• Job: Copy the passage on labeling speech waveforms word for word, starting at "Next, the CPU 18 shows" and ending at "shown in FIG. 7.".

:: Passage shown ::

Next, the CPU 18 shows a sample speech waveform 70, a spectrogram (contour of frequency component) 72 and labels divided into Extended CVs 74 on a display 54, as shown in FIG. 7.

Then, the operator divides the sample speech waveform 70 into Extended CVs by means of entering dividing marks using a mouse 22, with referring to the data on the screen (step S5 in FIG. 7). Thus, as shown in FIG. 8a, the hard disk 26 stores a speech sound file 1 or the sample speech waveform, which are divided into Extended CVs and attached with labels.

Next, the CPU 18 creates a file index as shown in FIG. 8 and stores it to the hard disk 26. The file index records the labels divided into Extended CVs and the starting and ending time of the sample speech waveform data corresponding to each label. The head and the tail of the file index of each speech sound file is marked with “##” to indicate the start and the end. A file index is created as many as the number of sample speech waveform data.

:::
:: Recorded information ::

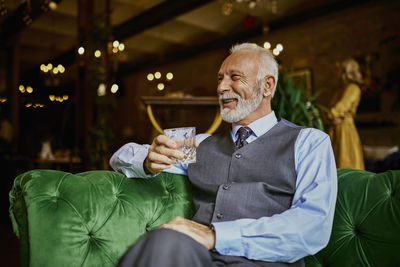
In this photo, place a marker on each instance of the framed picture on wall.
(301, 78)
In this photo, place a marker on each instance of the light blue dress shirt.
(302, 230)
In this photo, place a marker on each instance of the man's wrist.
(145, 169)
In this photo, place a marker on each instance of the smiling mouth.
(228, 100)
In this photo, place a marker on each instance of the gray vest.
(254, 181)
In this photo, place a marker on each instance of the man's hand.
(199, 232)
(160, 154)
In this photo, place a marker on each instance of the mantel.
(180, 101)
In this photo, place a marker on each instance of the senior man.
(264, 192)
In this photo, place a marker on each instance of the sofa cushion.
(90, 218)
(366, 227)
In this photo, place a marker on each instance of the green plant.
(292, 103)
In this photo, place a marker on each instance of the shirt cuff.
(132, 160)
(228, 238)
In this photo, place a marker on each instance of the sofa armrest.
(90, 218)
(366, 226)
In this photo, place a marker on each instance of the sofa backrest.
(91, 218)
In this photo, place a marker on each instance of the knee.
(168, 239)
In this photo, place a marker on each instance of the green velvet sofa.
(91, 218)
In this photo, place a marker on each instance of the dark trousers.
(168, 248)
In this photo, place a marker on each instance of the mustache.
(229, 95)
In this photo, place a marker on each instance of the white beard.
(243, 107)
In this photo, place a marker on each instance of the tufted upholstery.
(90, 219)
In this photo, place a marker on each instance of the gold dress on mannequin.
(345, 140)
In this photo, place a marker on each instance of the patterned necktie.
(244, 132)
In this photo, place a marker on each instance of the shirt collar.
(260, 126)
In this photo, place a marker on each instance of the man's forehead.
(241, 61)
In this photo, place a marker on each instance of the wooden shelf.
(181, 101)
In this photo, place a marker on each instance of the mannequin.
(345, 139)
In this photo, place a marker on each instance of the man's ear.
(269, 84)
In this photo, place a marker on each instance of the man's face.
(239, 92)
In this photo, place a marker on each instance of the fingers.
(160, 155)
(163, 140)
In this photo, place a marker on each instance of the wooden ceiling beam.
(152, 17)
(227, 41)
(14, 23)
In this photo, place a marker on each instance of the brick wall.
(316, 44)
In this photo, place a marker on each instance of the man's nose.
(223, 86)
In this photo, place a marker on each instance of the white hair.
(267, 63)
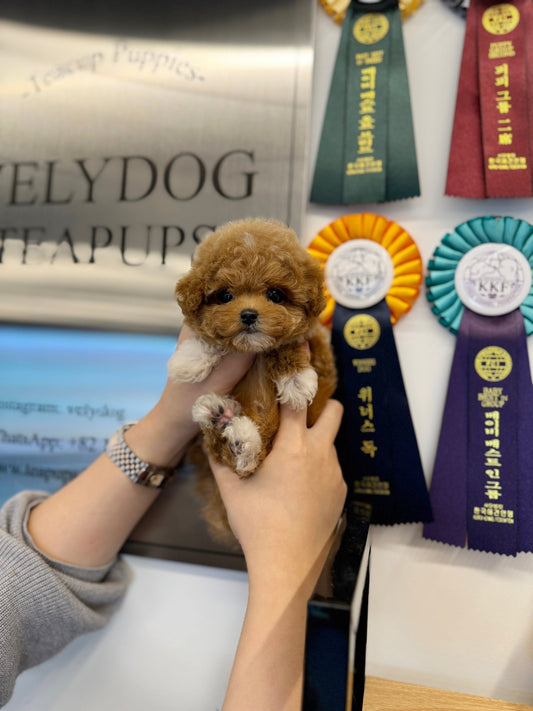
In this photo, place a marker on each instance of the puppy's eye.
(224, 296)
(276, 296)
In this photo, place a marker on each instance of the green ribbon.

:::

• The answer:
Next, the CPU 18 shows a sample speech waveform 70, a spectrogram (contour of frequency component) 72 and labels divided into Extended CVs 74 on a display 54, as shown in FIG. 7.